INPUT RECORDS:
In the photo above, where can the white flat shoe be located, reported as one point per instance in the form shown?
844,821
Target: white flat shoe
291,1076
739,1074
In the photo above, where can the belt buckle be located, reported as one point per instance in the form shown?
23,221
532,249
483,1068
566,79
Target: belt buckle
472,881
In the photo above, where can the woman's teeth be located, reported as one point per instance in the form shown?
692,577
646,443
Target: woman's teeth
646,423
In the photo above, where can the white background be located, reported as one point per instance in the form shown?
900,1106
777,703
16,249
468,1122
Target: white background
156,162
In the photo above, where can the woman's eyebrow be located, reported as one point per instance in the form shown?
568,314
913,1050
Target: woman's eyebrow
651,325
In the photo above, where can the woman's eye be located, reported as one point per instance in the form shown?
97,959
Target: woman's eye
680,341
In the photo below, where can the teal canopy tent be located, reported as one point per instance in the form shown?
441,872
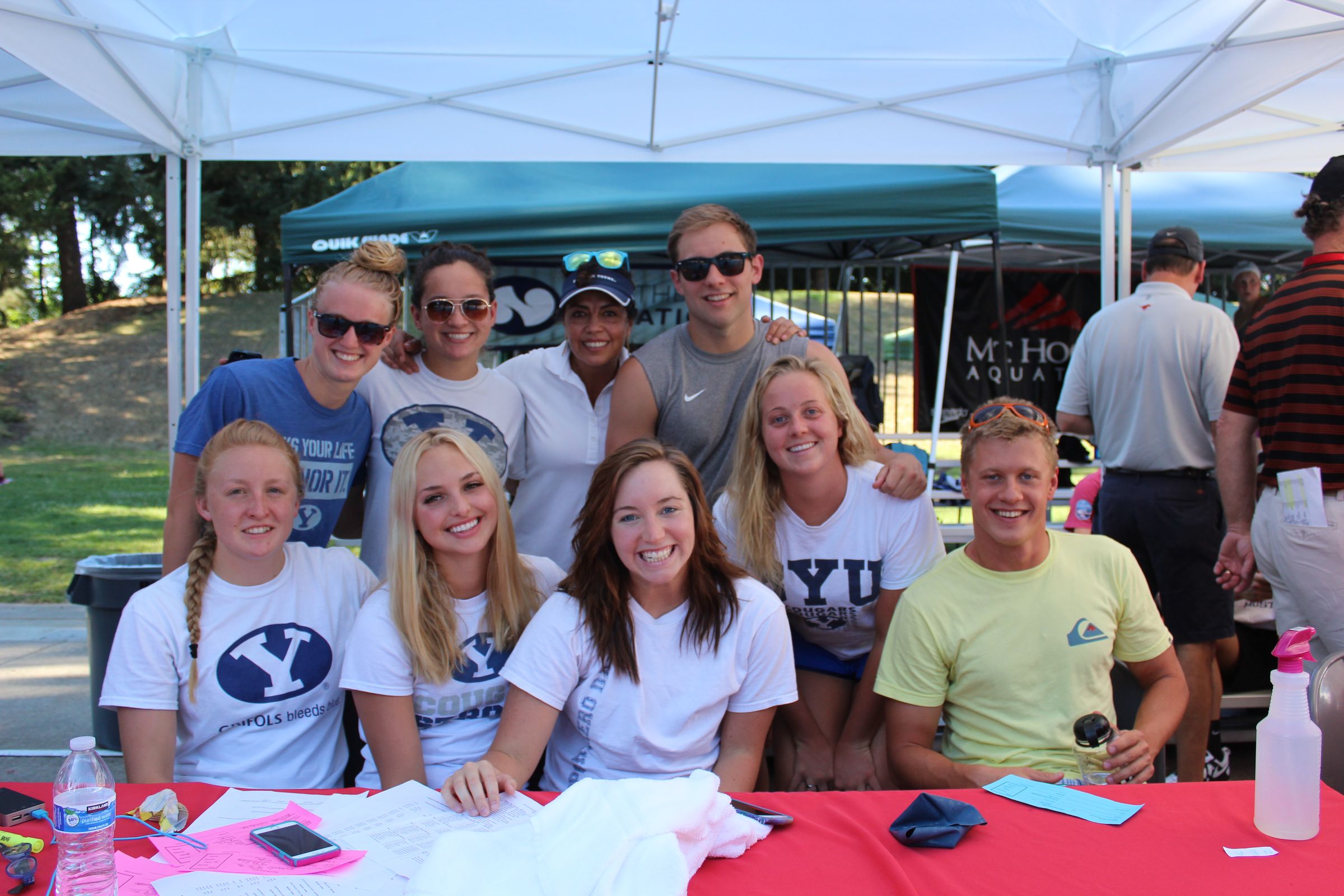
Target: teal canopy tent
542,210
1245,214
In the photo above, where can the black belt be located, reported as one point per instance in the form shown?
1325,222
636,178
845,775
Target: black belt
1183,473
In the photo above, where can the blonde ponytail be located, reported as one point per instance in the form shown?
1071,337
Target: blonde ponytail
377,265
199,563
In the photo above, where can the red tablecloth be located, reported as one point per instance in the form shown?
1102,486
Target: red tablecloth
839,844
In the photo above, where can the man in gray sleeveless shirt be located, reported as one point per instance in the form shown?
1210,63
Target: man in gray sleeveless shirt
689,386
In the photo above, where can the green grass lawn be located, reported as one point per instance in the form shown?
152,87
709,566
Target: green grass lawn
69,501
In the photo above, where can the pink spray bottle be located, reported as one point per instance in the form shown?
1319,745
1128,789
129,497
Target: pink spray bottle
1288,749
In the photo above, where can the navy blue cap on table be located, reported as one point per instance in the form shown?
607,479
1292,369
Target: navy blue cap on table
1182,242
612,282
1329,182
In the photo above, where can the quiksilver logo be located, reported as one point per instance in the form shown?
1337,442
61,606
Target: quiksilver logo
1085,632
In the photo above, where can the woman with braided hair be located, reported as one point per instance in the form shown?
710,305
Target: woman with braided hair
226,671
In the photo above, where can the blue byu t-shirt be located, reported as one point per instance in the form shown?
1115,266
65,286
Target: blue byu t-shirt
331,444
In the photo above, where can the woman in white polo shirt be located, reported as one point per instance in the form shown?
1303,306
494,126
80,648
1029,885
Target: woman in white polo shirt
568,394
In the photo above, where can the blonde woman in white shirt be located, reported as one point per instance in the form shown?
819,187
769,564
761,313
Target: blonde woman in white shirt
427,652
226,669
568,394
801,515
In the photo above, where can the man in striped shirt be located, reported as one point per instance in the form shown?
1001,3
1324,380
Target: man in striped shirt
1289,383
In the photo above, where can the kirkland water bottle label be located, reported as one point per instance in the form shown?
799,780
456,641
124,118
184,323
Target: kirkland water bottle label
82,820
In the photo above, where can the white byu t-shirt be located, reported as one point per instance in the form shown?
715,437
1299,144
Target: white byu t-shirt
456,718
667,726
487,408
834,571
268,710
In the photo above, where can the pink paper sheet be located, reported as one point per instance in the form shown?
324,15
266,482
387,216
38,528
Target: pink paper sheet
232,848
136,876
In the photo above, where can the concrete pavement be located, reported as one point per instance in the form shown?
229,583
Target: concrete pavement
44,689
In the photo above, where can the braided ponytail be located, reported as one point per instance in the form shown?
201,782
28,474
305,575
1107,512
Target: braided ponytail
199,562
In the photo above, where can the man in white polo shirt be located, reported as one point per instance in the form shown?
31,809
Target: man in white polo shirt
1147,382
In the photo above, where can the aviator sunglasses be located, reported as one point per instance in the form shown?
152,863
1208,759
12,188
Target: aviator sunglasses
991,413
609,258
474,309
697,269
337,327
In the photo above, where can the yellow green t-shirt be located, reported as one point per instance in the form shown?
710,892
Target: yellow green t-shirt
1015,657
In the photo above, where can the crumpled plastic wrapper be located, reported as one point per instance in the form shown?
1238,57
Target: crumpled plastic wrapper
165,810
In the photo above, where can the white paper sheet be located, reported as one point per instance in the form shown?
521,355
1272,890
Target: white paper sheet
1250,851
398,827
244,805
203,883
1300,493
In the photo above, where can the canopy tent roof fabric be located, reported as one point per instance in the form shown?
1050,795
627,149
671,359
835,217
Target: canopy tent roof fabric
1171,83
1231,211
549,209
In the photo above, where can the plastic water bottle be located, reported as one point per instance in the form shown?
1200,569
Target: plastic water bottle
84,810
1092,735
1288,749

--

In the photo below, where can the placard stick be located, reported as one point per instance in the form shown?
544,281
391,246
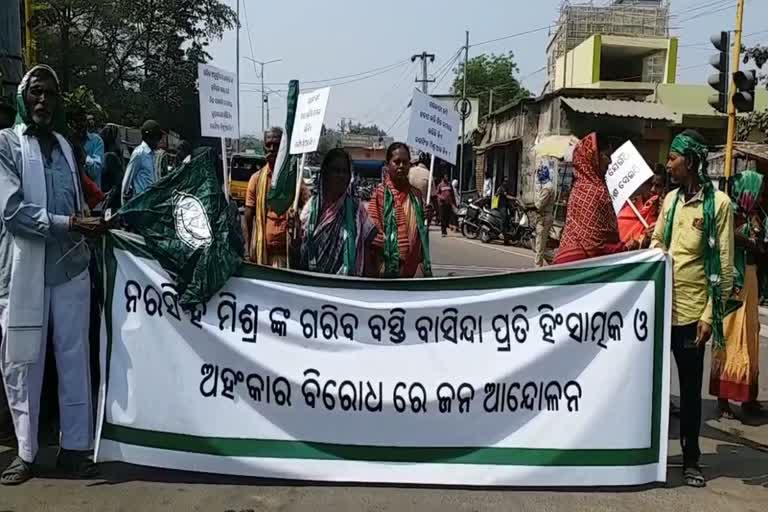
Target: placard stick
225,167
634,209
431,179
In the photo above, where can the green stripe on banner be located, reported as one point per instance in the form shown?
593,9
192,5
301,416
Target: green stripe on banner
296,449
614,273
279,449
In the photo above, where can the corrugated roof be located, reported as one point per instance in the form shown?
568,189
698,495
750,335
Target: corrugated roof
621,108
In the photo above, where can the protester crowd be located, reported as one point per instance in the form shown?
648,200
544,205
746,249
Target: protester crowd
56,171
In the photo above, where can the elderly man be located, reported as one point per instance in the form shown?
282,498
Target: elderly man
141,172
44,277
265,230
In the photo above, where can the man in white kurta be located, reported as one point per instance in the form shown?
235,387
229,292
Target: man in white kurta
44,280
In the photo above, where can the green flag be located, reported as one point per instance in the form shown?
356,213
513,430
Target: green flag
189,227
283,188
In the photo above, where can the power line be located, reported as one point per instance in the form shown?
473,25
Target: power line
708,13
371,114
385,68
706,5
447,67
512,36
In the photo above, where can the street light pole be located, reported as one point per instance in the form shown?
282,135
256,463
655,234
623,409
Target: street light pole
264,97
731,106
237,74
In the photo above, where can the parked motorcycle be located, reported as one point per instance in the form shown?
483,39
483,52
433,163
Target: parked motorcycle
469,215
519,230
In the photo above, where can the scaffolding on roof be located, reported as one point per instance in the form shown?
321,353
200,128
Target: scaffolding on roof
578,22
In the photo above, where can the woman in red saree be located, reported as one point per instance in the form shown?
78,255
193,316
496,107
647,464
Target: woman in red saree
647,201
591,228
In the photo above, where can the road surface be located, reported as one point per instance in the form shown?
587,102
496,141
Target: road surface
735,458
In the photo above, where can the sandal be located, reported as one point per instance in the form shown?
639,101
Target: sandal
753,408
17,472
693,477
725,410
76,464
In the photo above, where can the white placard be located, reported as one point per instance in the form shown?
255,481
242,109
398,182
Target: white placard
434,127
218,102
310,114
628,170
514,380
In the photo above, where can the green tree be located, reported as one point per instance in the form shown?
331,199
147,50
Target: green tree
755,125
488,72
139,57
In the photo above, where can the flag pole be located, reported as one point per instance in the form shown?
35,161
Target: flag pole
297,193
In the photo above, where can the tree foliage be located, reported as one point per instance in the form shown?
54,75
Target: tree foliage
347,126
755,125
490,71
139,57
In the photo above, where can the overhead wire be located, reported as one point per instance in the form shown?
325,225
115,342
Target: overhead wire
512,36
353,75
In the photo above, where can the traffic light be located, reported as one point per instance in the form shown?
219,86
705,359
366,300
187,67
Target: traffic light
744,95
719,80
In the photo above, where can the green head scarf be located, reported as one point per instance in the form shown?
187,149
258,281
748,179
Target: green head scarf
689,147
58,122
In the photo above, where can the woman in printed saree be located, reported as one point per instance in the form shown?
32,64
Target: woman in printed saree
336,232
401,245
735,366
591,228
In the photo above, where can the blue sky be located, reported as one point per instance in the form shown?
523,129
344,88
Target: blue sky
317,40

--

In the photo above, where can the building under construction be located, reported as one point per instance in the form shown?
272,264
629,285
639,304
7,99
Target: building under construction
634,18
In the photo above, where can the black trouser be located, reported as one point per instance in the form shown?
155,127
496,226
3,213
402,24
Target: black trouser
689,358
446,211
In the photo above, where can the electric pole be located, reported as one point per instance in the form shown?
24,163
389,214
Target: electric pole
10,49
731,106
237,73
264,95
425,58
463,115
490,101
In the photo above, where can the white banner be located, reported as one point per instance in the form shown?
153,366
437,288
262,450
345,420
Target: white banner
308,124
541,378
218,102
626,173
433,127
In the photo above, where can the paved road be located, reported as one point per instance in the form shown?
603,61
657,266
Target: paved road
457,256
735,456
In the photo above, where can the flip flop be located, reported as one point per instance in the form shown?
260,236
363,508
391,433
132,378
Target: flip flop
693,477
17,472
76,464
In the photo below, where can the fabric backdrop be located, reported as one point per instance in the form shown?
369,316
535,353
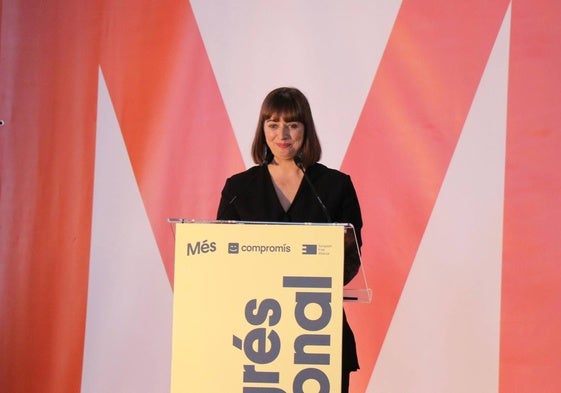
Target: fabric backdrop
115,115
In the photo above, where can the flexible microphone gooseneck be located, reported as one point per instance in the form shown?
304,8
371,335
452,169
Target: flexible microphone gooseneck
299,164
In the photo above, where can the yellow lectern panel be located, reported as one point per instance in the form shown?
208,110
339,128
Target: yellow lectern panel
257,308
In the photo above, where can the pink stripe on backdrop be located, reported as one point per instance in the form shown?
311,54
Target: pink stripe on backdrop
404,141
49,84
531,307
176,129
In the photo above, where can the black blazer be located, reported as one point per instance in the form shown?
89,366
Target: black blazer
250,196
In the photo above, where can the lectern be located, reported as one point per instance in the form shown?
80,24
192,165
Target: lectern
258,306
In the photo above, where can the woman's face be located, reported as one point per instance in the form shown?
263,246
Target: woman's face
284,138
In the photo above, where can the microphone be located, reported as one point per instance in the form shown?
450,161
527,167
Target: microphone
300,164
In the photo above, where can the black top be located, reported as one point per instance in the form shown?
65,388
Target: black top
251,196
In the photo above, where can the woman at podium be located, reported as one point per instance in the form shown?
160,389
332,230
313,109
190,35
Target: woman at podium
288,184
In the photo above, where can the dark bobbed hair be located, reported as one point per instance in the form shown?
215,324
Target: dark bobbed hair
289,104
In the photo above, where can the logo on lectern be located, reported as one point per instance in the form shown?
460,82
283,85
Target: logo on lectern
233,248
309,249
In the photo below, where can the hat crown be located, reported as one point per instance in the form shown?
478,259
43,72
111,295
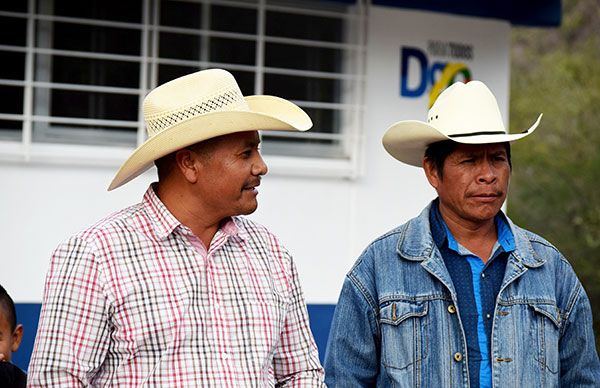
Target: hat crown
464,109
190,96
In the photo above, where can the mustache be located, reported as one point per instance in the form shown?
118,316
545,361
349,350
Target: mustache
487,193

WHAT IS NEEDED:
Please find each line in the entries above that contains the word "flop" and copy those lines out.

RESULT FOR THIS EXERCISE:
In the photo above, where can the flip flop be located, reported as one point per instance in the form shown?
Target: flip flop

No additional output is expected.